--- WHAT IS EXPECTED ---
Please update the lines starting at the one containing "I'm looking for the pelican's eye" and ending at the one containing "[151,65,494,286]" by replacing "pelican's" with "bird's", leaving everything else unchanged.
═════ DATA SECTION ═════
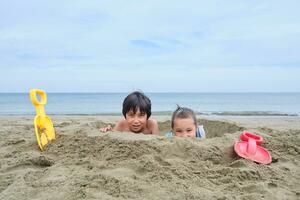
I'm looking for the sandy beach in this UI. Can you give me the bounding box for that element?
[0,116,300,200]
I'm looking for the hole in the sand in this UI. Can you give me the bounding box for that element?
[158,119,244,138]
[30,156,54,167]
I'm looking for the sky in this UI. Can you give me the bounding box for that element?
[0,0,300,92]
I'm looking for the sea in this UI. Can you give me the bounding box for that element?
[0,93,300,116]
═════
═════ DATA SECTION ═════
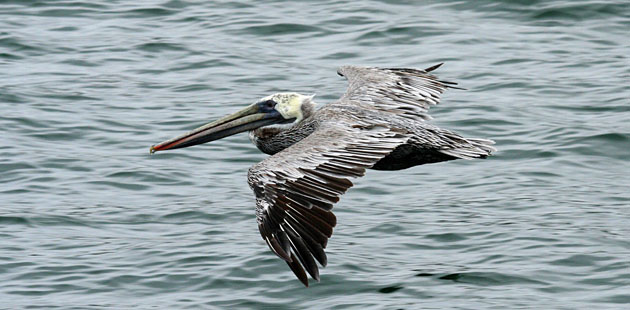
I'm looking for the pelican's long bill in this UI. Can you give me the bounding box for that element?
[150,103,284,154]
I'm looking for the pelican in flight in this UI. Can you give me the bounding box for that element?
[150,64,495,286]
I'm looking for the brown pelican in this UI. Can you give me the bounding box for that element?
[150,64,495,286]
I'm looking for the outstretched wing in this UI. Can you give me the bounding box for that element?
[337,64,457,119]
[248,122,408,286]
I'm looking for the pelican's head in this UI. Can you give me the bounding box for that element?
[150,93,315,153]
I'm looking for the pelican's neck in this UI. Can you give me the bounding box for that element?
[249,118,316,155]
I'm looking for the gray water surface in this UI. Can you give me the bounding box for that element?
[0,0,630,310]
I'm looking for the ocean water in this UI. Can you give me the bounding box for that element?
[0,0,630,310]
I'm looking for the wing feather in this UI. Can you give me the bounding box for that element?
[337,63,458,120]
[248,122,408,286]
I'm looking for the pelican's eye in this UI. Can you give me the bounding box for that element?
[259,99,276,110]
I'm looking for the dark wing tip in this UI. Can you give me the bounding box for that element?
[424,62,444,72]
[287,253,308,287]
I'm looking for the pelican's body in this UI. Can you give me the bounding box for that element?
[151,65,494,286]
═════
--- SOLVED EXERCISE ---
I'm looking for the bird's eye in this UI. Can you give me the bounding box for that element?
[259,99,276,110]
I'm looking for the dark wing tip in this UI. Can you give me the bounding box for that element?
[424,62,444,72]
[287,253,308,287]
I'm looking for the bird's body in this UI. Can you give me the bounding box for that element?
[151,65,494,286]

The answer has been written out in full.